### PROBLEM DETAILS:
Scale down only the lines starting with the one that contains "If you could spot the headscarf" and going on through the end of the data. Reproduce them with the requests included, multiplying every point coordinate in the answers by 0.25 and rounding each result to a whole number, with halves rounded up.

★ ★ ★ ★

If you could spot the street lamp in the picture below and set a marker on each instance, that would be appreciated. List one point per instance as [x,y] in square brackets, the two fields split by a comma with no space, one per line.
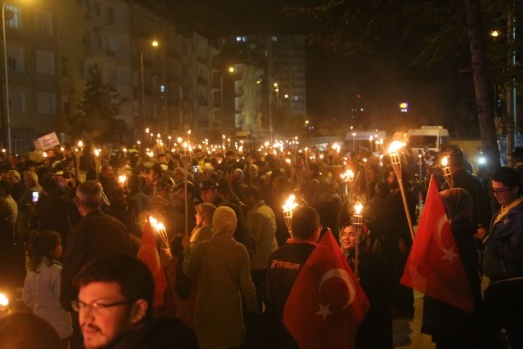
[230,70]
[154,44]
[7,116]
[275,86]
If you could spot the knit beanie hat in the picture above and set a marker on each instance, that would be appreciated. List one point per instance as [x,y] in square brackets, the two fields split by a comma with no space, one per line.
[224,220]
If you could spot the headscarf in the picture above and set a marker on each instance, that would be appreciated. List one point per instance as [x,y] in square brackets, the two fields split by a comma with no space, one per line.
[224,220]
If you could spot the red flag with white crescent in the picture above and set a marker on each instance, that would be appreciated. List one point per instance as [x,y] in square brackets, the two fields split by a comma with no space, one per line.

★ ★ ★ ★

### WRITTEN REPLY:
If you could spot the headscarf in the picture above and set a marker on each instance, that would be appreciated. List one point per instance as [x,y] in square brackets, the two fields split by a comma with no space, one per line.
[56,55]
If you could spot the red flag with white crescent in the picture above and set a marker on each instance, that would be appreciated. List one point per instance as [x,y] in square brackets, the two fields split by a comma with no space, one per line.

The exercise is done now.